You are in a challenging spot that pretty much every adult can identify with - you feel like an adult, you want to have adult responsibilities and the ability to make adult decisions, yet you're still legally a child and feel like your parents have too much control over you.



You really have 2 options here. Option 1 is to let the narrative happen. Option 2, which I recommend to develop as an excellent interpersonal skill, is for you to control the narrative.



To do that, you approach them. Acknowledge your mistake. Show how you have changed. Tell them that you have the iPad and want to earn their trust - now how do you do it? And then you (gasp) do it. Winning back trust doesn't happen overnight. It takes longer to win it back than it did to lose it, and that's another important interpersonal skill to have - being trustworthy.



You have an excellent beginning here in your question. I'd say just that:




I don't really use my iPad for much. Mostly just school, some gaming with friends, and multi-tasking with my job. I think I do a good job of regulating my own behavior.

———

Exercises to complete:
[1] Reproduce, word for word, the part of the advice passage on regaining parents' trust that opens with the words containing "You really have" and closes with "my own behavior.".
[2] Resume the advice on earning back parents' trust after its last sentence and carry it forward.

Dataset extract:
———

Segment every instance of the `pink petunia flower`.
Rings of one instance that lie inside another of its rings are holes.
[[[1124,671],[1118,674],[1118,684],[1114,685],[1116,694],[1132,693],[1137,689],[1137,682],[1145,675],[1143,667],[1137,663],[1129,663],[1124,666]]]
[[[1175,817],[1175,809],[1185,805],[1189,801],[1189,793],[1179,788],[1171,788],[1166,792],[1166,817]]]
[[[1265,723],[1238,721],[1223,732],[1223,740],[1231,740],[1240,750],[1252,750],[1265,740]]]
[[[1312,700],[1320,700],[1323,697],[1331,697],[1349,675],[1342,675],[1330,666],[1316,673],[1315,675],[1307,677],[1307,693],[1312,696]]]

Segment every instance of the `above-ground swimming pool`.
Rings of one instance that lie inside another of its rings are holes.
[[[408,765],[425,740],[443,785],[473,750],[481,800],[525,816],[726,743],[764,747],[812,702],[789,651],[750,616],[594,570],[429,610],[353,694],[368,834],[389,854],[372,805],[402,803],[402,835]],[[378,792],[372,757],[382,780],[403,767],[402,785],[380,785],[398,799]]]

———

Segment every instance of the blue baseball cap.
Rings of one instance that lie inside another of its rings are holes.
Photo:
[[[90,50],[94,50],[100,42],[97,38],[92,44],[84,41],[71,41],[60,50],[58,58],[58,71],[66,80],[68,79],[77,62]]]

———

Numbered answers:
[1]
You really have 2 options here. Option 1 is to let the narrative happen. Option 2, which I recommend to develop as an excellent interpersonal skill, is for you to control the narrative.



To do that, you approach them. Acknowledge your mistake. Show how you have changed. Tell them that you have the iPad and want to earn their trust - now how do you do it? And then you (gasp) do it. Winning back trust doesn't happen overnight. It takes longer to win it back than it did to lose it, and that's another important interpersonal skill to have - being trustworthy.



You have an excellent beginning here in your question. I'd say just that:




I don't really use my iPad for much. Mostly just school, some gaming with friends, and multi-tasking with my job. I think I do a good job of regulating my own behavior.

[2]
Then talk about the initiative you put into this. You did lawn jobs. You saved. Tell them why you don't have a phone. These are mature decisions and should be pointed out.



And then you show them that you can self-regulate. As they see that you've changed, the restrictions should lessen up slowly.



When you talk to them, be calm. Accept their decision. The angrier you are and the more you fight, the less chance you have of winning. If the decision doesn't go your way and you are calm about it, there's a chance of it changing down the road. If you yell and fight, the decision gets a LOT harder to change.



The key to any negotiation is to solve a problem for the other person. Look at the reasons you parents would want to restrict your access, and discuss how you would solve that problem without their needing to do something. Be frank and serious - if you try to patronize them, they'll see through it.



I've got kids of my own and I can tell you this: it's very hard when you have to switch from being an active participant in your kid's life to being a spectator. Some navigate that easier than others do. All your life, they've had to make decisions for you and you're at an age where they can start letting some of those go - but there's a whole (literally) lifetime of them not doing that. So be patient.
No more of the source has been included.